◆ Requirement 1 ◆
In the passage on Oakland traffic stops, what percentage of 2019 traffic stops involved Black Oaklanders?

◆ Extract provided ◆
---
However, if we just celebrate the reduction in police stopping bike riders—which Bike East Bay has advocated for across the East Bay—we miss a larger picture. Racist enforcement by police remains. Police violence and structural racism extends far beyond the bike lane, and far broader change is needed. Connect with East Bay groups working to cut police budgets and reinvest in community services. 

Whether people are driving, biking, or walking—regardless of the mode of transportation—Black people are still more likely to be stopped and searched by police. In 2019, Black Oaklanders represented 23.5% of the Oakland population, but made up 51.3% of traffic stops, and 62.5% of individuals searched during a traffic stop. As Bike East Bay Education Director Robert Prinz highlights, “while it is good to have access to this data, it won’t come as a surprise to those for whom it is a lived experience. What matters is how we use this information to hold decision makers accountable for policy changes, funding priorities, and other steps to address systemic inequities.”
---
◆ Task data ◆
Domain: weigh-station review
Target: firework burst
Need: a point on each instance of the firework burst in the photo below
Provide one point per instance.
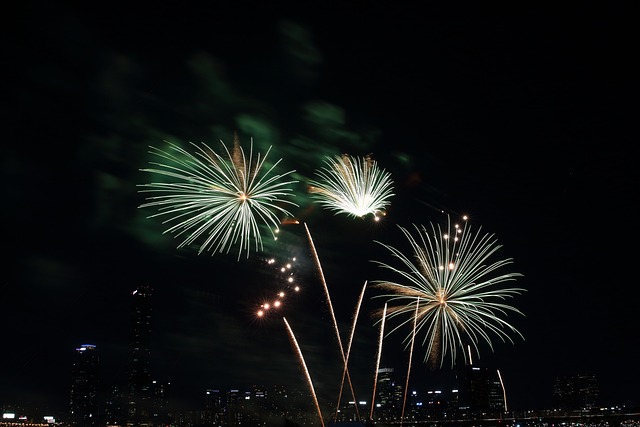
(451, 294)
(352, 185)
(226, 201)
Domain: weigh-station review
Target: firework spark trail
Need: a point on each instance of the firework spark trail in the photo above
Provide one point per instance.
(225, 200)
(375, 376)
(352, 185)
(344, 372)
(452, 275)
(413, 338)
(306, 371)
(504, 392)
(333, 316)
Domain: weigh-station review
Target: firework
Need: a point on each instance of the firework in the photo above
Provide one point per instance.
(226, 201)
(451, 280)
(352, 185)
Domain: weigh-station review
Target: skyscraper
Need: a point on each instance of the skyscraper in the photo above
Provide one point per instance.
(83, 402)
(480, 390)
(139, 398)
(389, 396)
(573, 392)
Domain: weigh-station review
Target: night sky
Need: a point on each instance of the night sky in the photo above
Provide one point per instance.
(519, 117)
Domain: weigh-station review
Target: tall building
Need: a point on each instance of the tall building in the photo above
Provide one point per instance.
(139, 387)
(83, 402)
(389, 396)
(574, 392)
(480, 390)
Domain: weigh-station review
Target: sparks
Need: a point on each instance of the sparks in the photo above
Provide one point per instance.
(352, 185)
(225, 200)
(463, 302)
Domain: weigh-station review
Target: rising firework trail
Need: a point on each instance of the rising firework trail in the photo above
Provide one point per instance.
(375, 376)
(333, 316)
(355, 186)
(413, 339)
(225, 200)
(306, 370)
(345, 371)
(451, 278)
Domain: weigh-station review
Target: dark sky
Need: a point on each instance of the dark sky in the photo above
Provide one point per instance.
(518, 116)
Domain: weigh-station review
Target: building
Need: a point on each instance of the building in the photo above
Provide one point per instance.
(480, 391)
(575, 392)
(83, 401)
(139, 404)
(388, 406)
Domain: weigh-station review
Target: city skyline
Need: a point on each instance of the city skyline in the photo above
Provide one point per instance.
(519, 118)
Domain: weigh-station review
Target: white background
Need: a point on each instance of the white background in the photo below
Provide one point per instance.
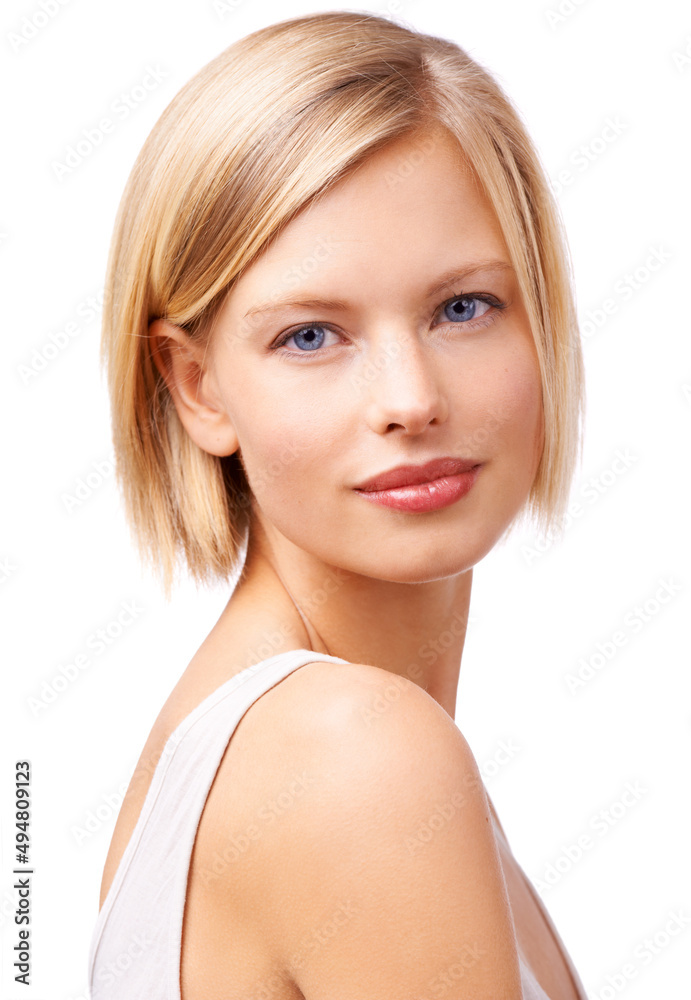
(538, 607)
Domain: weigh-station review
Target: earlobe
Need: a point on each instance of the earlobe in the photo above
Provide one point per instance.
(183, 365)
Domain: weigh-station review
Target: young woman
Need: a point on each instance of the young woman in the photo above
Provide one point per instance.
(343, 356)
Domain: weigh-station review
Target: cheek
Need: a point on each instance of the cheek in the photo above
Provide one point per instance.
(283, 446)
(517, 412)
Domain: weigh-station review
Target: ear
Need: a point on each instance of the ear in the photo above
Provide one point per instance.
(192, 386)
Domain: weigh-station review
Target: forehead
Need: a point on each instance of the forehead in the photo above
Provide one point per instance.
(407, 212)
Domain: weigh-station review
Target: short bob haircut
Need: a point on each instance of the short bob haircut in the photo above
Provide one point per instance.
(265, 127)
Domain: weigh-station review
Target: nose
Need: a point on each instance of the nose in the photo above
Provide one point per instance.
(403, 387)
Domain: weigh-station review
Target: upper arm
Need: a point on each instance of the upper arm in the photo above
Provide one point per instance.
(389, 885)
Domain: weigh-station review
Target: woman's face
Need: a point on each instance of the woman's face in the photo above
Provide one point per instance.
(418, 348)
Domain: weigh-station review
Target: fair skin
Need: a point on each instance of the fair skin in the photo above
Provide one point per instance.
(398, 376)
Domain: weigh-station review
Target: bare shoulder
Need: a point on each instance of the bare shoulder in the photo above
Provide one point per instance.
(375, 869)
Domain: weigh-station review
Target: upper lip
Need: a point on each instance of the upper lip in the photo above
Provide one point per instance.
(412, 475)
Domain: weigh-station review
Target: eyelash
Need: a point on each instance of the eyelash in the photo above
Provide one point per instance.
(483, 320)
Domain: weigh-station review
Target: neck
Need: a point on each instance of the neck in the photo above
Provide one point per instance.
(414, 630)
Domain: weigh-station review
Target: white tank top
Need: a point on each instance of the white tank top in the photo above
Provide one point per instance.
(136, 946)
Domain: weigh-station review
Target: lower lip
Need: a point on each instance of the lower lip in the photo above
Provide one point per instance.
(425, 496)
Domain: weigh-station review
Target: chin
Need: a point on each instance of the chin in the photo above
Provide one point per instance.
(419, 561)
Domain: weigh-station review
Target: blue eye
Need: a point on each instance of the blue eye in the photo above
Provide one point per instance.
(465, 307)
(309, 338)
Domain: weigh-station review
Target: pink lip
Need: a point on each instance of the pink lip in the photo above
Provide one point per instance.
(412, 475)
(426, 487)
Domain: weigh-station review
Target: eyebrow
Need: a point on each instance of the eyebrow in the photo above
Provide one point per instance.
(448, 278)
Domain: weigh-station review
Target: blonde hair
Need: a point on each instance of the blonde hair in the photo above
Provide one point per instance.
(266, 126)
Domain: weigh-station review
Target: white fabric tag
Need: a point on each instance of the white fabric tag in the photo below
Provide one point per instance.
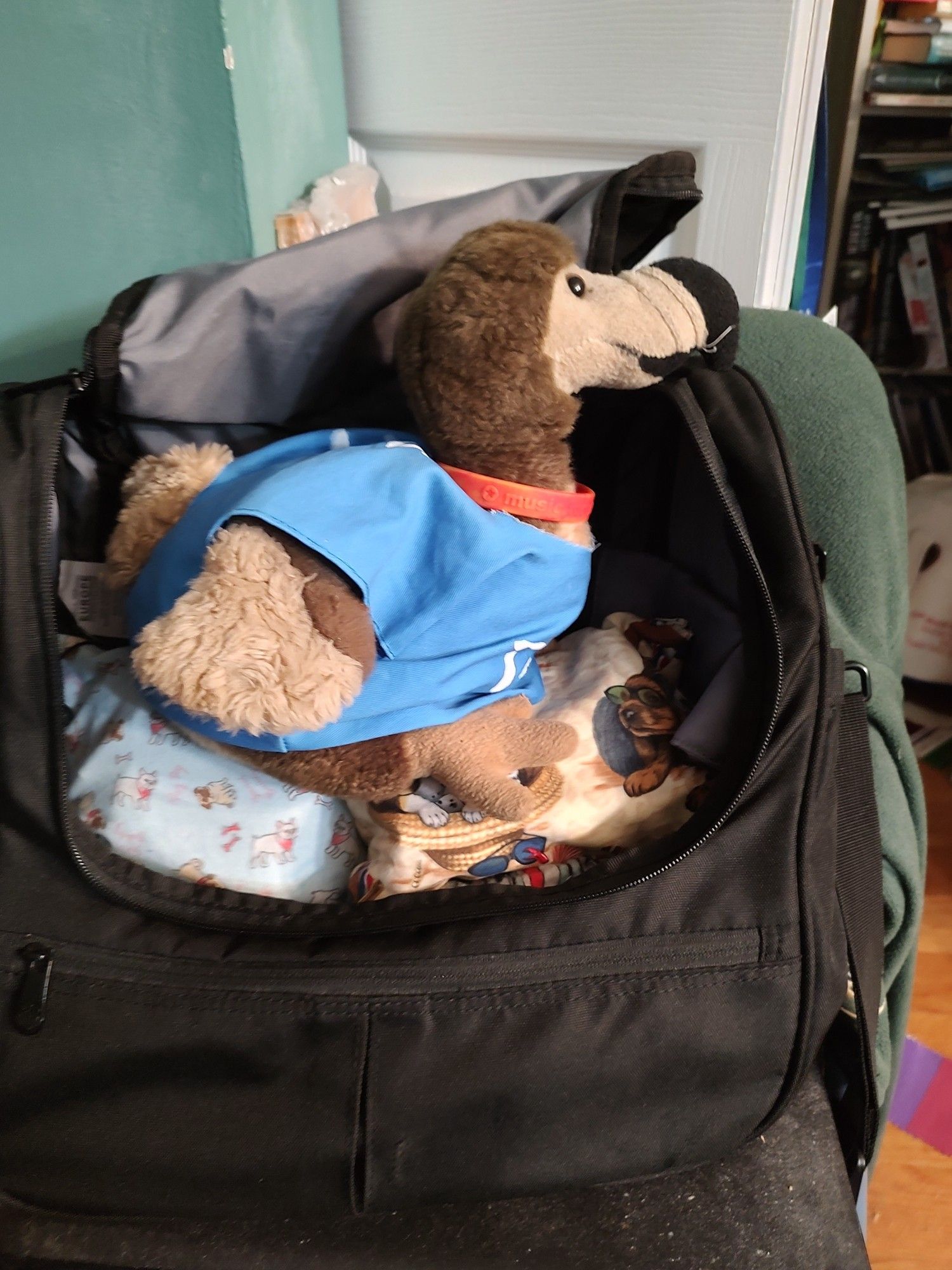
---
◆ Requirement 2 ◆
Pull out each line of the rows that contains the word "tank". Case counts.

◆ Full response 1 ◆
51.3%

◆ Full response 2 ◆
Target: white tank top
Need: a point on each instance of the white tank top in the photo above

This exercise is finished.